DATASET EXTRACT START

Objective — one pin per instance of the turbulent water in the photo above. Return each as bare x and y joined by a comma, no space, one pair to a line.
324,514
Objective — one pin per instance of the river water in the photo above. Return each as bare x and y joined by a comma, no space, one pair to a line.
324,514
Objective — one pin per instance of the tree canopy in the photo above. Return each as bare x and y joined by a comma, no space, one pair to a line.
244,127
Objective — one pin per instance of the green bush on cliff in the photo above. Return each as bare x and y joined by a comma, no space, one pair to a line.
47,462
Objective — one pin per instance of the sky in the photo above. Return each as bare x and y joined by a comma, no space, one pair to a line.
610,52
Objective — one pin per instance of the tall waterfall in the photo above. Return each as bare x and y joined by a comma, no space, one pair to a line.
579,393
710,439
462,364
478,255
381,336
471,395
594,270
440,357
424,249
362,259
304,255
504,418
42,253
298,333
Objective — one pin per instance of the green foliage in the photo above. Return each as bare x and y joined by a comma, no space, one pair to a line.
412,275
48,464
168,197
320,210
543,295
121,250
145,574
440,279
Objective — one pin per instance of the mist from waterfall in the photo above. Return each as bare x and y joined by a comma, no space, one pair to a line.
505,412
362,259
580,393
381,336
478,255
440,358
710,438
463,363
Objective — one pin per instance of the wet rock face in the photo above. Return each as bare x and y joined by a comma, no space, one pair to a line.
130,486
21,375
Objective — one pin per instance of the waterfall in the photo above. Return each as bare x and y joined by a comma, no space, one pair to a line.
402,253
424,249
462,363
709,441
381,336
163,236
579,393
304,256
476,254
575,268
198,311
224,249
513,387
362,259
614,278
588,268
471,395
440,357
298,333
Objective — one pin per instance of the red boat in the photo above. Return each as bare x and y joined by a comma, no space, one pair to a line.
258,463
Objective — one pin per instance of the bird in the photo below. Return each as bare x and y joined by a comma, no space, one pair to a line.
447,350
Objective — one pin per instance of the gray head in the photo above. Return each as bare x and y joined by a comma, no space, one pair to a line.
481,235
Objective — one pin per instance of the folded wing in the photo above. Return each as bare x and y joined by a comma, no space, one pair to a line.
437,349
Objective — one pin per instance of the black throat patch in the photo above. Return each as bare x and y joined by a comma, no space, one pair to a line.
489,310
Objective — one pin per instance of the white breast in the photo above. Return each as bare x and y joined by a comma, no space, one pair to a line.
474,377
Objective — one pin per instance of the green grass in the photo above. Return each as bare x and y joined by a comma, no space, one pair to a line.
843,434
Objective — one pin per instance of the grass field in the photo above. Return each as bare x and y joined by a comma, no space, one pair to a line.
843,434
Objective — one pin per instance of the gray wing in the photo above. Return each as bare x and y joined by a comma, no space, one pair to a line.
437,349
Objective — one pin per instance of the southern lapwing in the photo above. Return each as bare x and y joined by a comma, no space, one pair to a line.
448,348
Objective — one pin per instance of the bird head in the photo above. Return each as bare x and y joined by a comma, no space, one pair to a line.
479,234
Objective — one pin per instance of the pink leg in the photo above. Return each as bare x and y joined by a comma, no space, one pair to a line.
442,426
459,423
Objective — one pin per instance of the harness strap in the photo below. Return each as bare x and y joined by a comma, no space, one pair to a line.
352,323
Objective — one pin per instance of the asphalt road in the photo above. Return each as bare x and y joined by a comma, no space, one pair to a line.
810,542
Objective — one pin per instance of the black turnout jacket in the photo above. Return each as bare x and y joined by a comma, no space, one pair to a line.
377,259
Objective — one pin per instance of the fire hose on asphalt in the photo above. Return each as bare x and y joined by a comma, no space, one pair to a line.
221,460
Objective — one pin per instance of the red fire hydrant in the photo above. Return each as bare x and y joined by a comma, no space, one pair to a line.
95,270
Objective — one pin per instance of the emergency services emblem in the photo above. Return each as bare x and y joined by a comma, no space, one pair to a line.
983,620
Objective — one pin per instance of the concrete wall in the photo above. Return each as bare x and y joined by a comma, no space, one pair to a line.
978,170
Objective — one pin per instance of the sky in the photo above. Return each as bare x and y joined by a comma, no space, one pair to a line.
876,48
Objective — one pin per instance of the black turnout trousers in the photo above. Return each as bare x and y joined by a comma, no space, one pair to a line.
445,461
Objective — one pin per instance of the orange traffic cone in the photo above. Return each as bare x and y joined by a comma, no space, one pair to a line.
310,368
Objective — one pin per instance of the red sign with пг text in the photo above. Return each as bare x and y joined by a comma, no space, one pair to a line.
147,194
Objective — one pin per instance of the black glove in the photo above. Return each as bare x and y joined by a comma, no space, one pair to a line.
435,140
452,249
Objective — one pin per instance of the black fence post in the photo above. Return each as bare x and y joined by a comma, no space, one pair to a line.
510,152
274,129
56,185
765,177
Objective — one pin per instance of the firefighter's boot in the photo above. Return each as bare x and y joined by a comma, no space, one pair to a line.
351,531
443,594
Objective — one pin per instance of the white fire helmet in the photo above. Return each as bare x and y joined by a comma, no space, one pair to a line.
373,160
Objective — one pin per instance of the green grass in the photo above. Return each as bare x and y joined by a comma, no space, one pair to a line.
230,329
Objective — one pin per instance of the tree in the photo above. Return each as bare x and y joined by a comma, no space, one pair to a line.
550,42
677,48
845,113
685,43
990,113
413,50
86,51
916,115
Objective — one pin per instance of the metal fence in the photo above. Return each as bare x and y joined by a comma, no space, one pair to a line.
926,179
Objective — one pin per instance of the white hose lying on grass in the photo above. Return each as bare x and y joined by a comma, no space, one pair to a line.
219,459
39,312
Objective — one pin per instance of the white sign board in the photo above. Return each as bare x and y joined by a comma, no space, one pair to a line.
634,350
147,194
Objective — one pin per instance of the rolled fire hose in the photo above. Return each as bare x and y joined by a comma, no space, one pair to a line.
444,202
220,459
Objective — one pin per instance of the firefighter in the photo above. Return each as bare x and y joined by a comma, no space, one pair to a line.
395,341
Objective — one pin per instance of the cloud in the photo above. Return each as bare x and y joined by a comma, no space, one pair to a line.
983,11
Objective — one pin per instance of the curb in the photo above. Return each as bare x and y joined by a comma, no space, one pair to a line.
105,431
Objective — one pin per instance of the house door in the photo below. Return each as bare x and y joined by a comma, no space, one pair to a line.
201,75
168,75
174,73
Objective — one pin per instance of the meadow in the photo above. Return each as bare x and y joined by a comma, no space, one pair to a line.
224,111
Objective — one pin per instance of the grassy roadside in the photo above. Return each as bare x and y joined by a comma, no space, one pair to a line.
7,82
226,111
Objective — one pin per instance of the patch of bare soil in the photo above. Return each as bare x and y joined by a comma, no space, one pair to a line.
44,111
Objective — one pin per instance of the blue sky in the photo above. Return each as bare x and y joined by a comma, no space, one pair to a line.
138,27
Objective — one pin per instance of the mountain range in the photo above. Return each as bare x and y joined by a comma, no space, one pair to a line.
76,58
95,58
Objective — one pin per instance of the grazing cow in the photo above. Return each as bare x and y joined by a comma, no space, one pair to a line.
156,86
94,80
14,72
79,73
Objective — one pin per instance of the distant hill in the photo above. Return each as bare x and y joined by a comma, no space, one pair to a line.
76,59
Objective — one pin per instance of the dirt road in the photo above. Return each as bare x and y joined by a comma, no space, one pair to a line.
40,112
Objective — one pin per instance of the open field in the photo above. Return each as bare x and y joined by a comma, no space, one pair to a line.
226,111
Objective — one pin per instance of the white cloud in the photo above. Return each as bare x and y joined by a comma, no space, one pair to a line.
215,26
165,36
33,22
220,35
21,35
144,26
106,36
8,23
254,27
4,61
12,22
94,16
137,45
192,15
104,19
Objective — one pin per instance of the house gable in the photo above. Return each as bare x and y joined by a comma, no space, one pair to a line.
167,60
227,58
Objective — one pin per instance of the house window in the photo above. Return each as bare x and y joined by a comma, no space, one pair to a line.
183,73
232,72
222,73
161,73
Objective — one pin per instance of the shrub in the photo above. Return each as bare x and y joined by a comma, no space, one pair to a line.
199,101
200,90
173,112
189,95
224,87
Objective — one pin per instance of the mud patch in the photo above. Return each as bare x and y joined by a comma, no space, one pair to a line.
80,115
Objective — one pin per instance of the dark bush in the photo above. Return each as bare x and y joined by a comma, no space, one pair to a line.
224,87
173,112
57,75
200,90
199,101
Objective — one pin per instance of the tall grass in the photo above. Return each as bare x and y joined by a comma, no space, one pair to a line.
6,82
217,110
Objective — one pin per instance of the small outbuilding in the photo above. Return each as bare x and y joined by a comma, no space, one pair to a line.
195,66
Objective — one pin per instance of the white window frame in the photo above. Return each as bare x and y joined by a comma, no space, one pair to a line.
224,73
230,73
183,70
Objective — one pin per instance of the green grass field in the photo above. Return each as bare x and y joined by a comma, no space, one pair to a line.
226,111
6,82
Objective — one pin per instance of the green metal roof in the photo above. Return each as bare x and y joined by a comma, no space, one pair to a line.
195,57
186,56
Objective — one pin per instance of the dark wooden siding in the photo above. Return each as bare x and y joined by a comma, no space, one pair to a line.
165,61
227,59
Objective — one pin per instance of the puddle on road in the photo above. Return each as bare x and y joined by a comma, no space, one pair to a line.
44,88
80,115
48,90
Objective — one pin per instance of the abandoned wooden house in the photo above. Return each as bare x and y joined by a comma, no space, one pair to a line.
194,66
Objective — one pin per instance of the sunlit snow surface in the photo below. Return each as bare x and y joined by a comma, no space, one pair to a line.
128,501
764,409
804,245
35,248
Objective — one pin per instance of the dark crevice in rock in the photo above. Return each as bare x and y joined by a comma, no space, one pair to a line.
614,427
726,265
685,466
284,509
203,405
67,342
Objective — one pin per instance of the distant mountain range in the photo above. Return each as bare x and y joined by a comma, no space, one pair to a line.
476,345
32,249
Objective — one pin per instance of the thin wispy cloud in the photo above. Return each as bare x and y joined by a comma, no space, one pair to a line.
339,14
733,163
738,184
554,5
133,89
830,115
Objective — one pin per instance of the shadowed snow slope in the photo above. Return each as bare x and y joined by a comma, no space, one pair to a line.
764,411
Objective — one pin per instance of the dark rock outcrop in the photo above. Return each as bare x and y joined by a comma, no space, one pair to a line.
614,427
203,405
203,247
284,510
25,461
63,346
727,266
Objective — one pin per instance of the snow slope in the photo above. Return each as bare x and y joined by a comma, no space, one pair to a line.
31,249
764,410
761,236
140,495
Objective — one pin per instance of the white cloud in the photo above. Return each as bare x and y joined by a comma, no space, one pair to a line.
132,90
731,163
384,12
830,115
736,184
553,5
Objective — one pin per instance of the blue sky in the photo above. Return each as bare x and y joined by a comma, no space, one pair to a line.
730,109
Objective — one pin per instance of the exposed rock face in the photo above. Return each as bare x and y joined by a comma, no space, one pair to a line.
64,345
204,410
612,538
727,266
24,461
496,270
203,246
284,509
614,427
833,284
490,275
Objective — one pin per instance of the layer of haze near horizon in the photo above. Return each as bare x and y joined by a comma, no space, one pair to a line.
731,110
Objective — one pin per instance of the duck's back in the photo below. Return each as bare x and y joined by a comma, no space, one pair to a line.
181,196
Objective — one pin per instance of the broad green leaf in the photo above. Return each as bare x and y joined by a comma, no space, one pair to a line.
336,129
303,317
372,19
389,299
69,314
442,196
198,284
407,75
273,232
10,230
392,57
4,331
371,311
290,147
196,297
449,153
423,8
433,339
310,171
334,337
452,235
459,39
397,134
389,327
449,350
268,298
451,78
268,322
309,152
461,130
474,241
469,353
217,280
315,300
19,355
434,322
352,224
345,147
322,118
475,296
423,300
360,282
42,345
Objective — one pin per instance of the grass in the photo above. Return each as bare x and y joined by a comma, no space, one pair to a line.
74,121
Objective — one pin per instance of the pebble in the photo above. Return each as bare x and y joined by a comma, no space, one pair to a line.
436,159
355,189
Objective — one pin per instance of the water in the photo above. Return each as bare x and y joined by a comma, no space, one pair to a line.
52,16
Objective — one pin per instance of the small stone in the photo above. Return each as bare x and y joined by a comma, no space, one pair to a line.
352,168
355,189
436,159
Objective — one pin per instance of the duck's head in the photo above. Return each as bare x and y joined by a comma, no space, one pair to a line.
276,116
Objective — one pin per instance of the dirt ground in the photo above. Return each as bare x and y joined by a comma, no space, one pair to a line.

DATASET EXTRACT END

**WHAT IS NEEDED**
With the line containing "Objective — one pin per instance of the small stone" as the first and the last line of the records as the final one, print exactly the lines in that span.

**YOUR SOLUTION**
Objective — one pin per instance of the small stone in the photo above. Return each as bare x and y joined by a comma, no space, one pair to a line.
352,168
355,189
436,159
Objective — one pin per instance of the duck's head in the photo above. Return each as bare x and y joined by a comma, no space, one pair to a line.
276,116
Objective — one pin per instance of the dirt ground in the photo above. Return each as bare x and y joined by a comma, no space, one pair to a line.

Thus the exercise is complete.